Dataset items

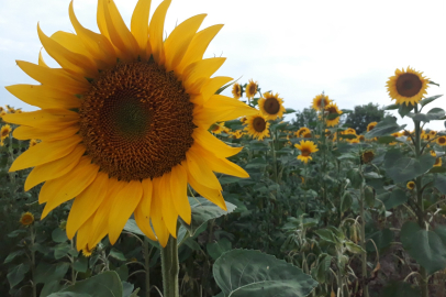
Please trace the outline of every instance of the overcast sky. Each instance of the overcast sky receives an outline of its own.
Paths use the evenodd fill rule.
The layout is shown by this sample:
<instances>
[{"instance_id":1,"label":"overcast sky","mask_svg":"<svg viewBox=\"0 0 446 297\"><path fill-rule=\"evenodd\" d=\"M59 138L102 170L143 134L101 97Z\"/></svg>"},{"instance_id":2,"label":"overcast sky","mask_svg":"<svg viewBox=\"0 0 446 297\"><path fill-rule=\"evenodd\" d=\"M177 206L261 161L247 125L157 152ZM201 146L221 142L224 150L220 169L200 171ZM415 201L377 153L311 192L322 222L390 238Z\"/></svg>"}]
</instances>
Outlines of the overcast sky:
<instances>
[{"instance_id":1,"label":"overcast sky","mask_svg":"<svg viewBox=\"0 0 446 297\"><path fill-rule=\"evenodd\" d=\"M130 25L136 0L115 2ZM152 1L150 14L160 2ZM35 109L3 87L34 82L15 59L37 63L37 22L47 35L74 32L68 4L69 0L0 0L1 106ZM98 32L97 2L75 0L74 6L81 24ZM386 81L401 67L424 72L441 85L431 86L428 96L445 94L445 0L172 0L165 29L170 33L177 22L208 13L202 28L224 24L205 54L227 57L215 75L243 76L242 84L253 78L264 91L279 92L287 108L301 110L325 91L339 108L353 109L368 102L390 105ZM426 111L434 107L446 108L446 96ZM445 129L442 121L428 127Z\"/></svg>"}]
</instances>

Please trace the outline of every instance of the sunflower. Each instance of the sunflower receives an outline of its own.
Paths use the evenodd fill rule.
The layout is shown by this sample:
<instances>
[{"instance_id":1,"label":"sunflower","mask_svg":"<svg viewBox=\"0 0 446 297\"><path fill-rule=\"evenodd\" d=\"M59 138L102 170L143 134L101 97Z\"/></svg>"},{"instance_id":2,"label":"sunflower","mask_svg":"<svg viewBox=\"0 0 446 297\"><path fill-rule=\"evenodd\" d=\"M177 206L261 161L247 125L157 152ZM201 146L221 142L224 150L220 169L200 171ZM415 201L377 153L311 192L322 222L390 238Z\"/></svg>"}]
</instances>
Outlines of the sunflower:
<instances>
[{"instance_id":1,"label":"sunflower","mask_svg":"<svg viewBox=\"0 0 446 297\"><path fill-rule=\"evenodd\" d=\"M343 112L337 108L336 103L331 102L330 105L325 106L325 111L327 112L327 117L332 114L343 114ZM334 119L327 119L326 120L326 125L327 127L335 127L336 124L339 123L339 117L336 117Z\"/></svg>"},{"instance_id":2,"label":"sunflower","mask_svg":"<svg viewBox=\"0 0 446 297\"><path fill-rule=\"evenodd\" d=\"M34 222L34 216L30 211L22 215L20 218L20 223L23 226L30 226Z\"/></svg>"},{"instance_id":3,"label":"sunflower","mask_svg":"<svg viewBox=\"0 0 446 297\"><path fill-rule=\"evenodd\" d=\"M258 111L214 95L230 77L210 78L225 58L202 58L222 25L198 31L205 14L177 25L164 40L170 0L155 10L140 0L127 29L112 0L98 1L100 33L83 28L74 13L74 33L46 36L45 51L62 68L18 62L41 85L8 90L41 108L7 114L19 124L14 136L40 139L12 164L10 172L34 167L25 190L43 183L38 201L45 218L74 200L67 235L77 233L78 250L91 250L107 234L114 244L134 213L140 229L166 246L177 235L178 217L191 221L189 184L226 209L213 172L248 177L226 157L242 147L227 146L208 129L214 122Z\"/></svg>"},{"instance_id":4,"label":"sunflower","mask_svg":"<svg viewBox=\"0 0 446 297\"><path fill-rule=\"evenodd\" d=\"M390 98L397 101L397 105L406 106L420 102L427 94L428 78L422 76L423 73L415 72L411 67L404 72L404 68L397 69L394 76L389 77L387 81L387 91Z\"/></svg>"},{"instance_id":5,"label":"sunflower","mask_svg":"<svg viewBox=\"0 0 446 297\"><path fill-rule=\"evenodd\" d=\"M249 84L246 86L245 92L246 97L249 99L253 99L254 96L256 96L258 89L257 81L253 81L253 79L249 79Z\"/></svg>"},{"instance_id":6,"label":"sunflower","mask_svg":"<svg viewBox=\"0 0 446 297\"><path fill-rule=\"evenodd\" d=\"M370 132L371 130L373 130L373 128L377 125L377 122L371 122L367 125L367 132Z\"/></svg>"},{"instance_id":7,"label":"sunflower","mask_svg":"<svg viewBox=\"0 0 446 297\"><path fill-rule=\"evenodd\" d=\"M317 95L313 98L313 109L315 110L323 110L326 106L328 106L332 100L328 99L326 95Z\"/></svg>"},{"instance_id":8,"label":"sunflower","mask_svg":"<svg viewBox=\"0 0 446 297\"><path fill-rule=\"evenodd\" d=\"M405 187L410 190L413 190L415 188L415 183L414 182L409 182Z\"/></svg>"},{"instance_id":9,"label":"sunflower","mask_svg":"<svg viewBox=\"0 0 446 297\"><path fill-rule=\"evenodd\" d=\"M235 82L232 86L232 95L234 96L234 99L239 99L242 97L242 86Z\"/></svg>"},{"instance_id":10,"label":"sunflower","mask_svg":"<svg viewBox=\"0 0 446 297\"><path fill-rule=\"evenodd\" d=\"M437 139L437 144L445 146L446 145L446 136L439 136Z\"/></svg>"},{"instance_id":11,"label":"sunflower","mask_svg":"<svg viewBox=\"0 0 446 297\"><path fill-rule=\"evenodd\" d=\"M245 123L247 123L245 130L254 139L263 140L264 138L269 138L269 123L263 114L258 113L248 117Z\"/></svg>"},{"instance_id":12,"label":"sunflower","mask_svg":"<svg viewBox=\"0 0 446 297\"><path fill-rule=\"evenodd\" d=\"M283 99L279 95L272 92L265 92L264 97L258 100L258 108L265 114L267 120L276 120L282 118L285 112Z\"/></svg>"},{"instance_id":13,"label":"sunflower","mask_svg":"<svg viewBox=\"0 0 446 297\"><path fill-rule=\"evenodd\" d=\"M309 160L313 160L311 154L319 151L317 145L315 145L312 141L301 141L299 144L294 144L294 146L301 152L298 160L305 164L309 162Z\"/></svg>"}]
</instances>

*PROBLEM TO SOLVE:* Omit the pictures and output all of the other material exactly.

*OUTPUT FOR THIS TASK:*
Please trace the outline of every instance of the overcast sky. Each instance of the overcast sky receives an outline of its own.
Paths use the evenodd fill rule.
The layout is shown by this sample:
<instances>
[{"instance_id":1,"label":"overcast sky","mask_svg":"<svg viewBox=\"0 0 446 297\"><path fill-rule=\"evenodd\" d=\"M59 138L102 170L143 134L101 97Z\"/></svg>"},{"instance_id":2,"label":"overcast sky","mask_svg":"<svg viewBox=\"0 0 446 297\"><path fill-rule=\"evenodd\" d=\"M177 206L261 161L247 125L157 152ZM201 146L221 142L224 150L220 169L200 171ZM415 201L377 153L311 192L322 222L390 238Z\"/></svg>"}]
</instances>
Outlines of the overcast sky:
<instances>
[{"instance_id":1,"label":"overcast sky","mask_svg":"<svg viewBox=\"0 0 446 297\"><path fill-rule=\"evenodd\" d=\"M130 25L136 0L115 2ZM152 1L150 14L160 2ZM35 109L3 87L34 82L15 59L37 63L37 22L47 35L74 32L68 4L69 0L0 0L1 106ZM98 32L97 2L75 0L74 6L81 24ZM386 81L401 67L424 72L441 85L431 86L428 96L445 94L445 0L172 0L165 29L170 33L177 22L208 13L202 28L224 24L205 54L227 57L215 75L243 76L242 84L253 78L264 91L279 92L287 108L301 110L325 91L339 108L353 109L368 102L390 105ZM426 111L434 107L446 108L446 96ZM445 129L442 121L428 127Z\"/></svg>"}]
</instances>

Please trace the outline of every instance of the sunflower. Each instance of the sunflower receives an outline of its own.
Paths use the evenodd fill rule.
The layout is shown by this sample:
<instances>
[{"instance_id":1,"label":"sunflower","mask_svg":"<svg viewBox=\"0 0 446 297\"><path fill-rule=\"evenodd\" d=\"M59 138L102 170L143 134L101 97Z\"/></svg>"},{"instance_id":2,"label":"sunflower","mask_svg":"<svg viewBox=\"0 0 446 297\"><path fill-rule=\"evenodd\" d=\"M177 206L261 161L247 125L157 152ZM201 146L221 142L224 150L220 169L200 171ZM415 201L377 153L311 192L322 222L390 238Z\"/></svg>"}]
</instances>
Outlines of the sunflower:
<instances>
[{"instance_id":1,"label":"sunflower","mask_svg":"<svg viewBox=\"0 0 446 297\"><path fill-rule=\"evenodd\" d=\"M343 112L337 108L336 103L331 102L330 105L325 106L325 111L327 112L327 117L332 114L343 114ZM334 119L327 119L326 120L326 125L327 127L335 127L336 124L339 123L339 117L336 117Z\"/></svg>"},{"instance_id":2,"label":"sunflower","mask_svg":"<svg viewBox=\"0 0 446 297\"><path fill-rule=\"evenodd\" d=\"M34 222L34 216L30 211L22 215L20 218L20 223L23 226L30 226Z\"/></svg>"},{"instance_id":3,"label":"sunflower","mask_svg":"<svg viewBox=\"0 0 446 297\"><path fill-rule=\"evenodd\" d=\"M258 111L214 95L230 77L210 78L225 58L202 58L222 25L198 31L205 14L177 25L164 40L170 0L155 10L140 0L127 29L112 0L98 1L100 33L83 28L74 13L74 33L46 36L45 51L62 68L18 62L41 85L8 90L41 108L7 114L19 124L14 136L40 139L12 164L10 172L34 167L25 190L43 183L38 201L45 218L74 200L67 235L77 233L78 250L91 250L107 234L114 244L134 213L140 229L166 246L177 235L178 217L191 221L189 184L226 209L213 172L248 177L226 157L242 147L227 146L208 129L214 122Z\"/></svg>"},{"instance_id":4,"label":"sunflower","mask_svg":"<svg viewBox=\"0 0 446 297\"><path fill-rule=\"evenodd\" d=\"M390 98L397 101L397 105L406 106L420 102L427 94L428 78L422 76L423 73L415 72L411 67L404 72L404 68L397 69L394 76L389 77L387 81L387 91Z\"/></svg>"},{"instance_id":5,"label":"sunflower","mask_svg":"<svg viewBox=\"0 0 446 297\"><path fill-rule=\"evenodd\" d=\"M249 84L246 86L245 92L246 97L249 99L253 99L254 96L256 96L258 89L257 81L253 81L253 79L249 79Z\"/></svg>"},{"instance_id":6,"label":"sunflower","mask_svg":"<svg viewBox=\"0 0 446 297\"><path fill-rule=\"evenodd\" d=\"M370 132L371 130L373 130L373 128L377 125L377 122L371 122L367 125L367 132Z\"/></svg>"},{"instance_id":7,"label":"sunflower","mask_svg":"<svg viewBox=\"0 0 446 297\"><path fill-rule=\"evenodd\" d=\"M317 95L313 98L313 109L315 110L323 110L326 106L328 106L332 100L328 99L326 95Z\"/></svg>"},{"instance_id":8,"label":"sunflower","mask_svg":"<svg viewBox=\"0 0 446 297\"><path fill-rule=\"evenodd\" d=\"M405 187L410 190L413 190L415 188L415 183L414 182L409 182Z\"/></svg>"},{"instance_id":9,"label":"sunflower","mask_svg":"<svg viewBox=\"0 0 446 297\"><path fill-rule=\"evenodd\" d=\"M235 82L232 86L232 95L234 96L234 99L239 99L242 97L242 86Z\"/></svg>"},{"instance_id":10,"label":"sunflower","mask_svg":"<svg viewBox=\"0 0 446 297\"><path fill-rule=\"evenodd\" d=\"M437 139L437 144L445 146L446 145L446 136L439 136Z\"/></svg>"},{"instance_id":11,"label":"sunflower","mask_svg":"<svg viewBox=\"0 0 446 297\"><path fill-rule=\"evenodd\" d=\"M245 123L247 123L245 130L254 139L263 140L264 138L269 138L269 123L263 114L258 113L248 117Z\"/></svg>"},{"instance_id":12,"label":"sunflower","mask_svg":"<svg viewBox=\"0 0 446 297\"><path fill-rule=\"evenodd\" d=\"M283 99L279 95L272 92L265 92L264 97L258 100L258 108L265 114L267 120L276 120L282 118L285 112Z\"/></svg>"},{"instance_id":13,"label":"sunflower","mask_svg":"<svg viewBox=\"0 0 446 297\"><path fill-rule=\"evenodd\" d=\"M309 160L313 160L311 154L319 151L317 145L315 145L312 141L301 141L299 144L294 144L294 146L301 152L298 160L305 164L309 162Z\"/></svg>"}]
</instances>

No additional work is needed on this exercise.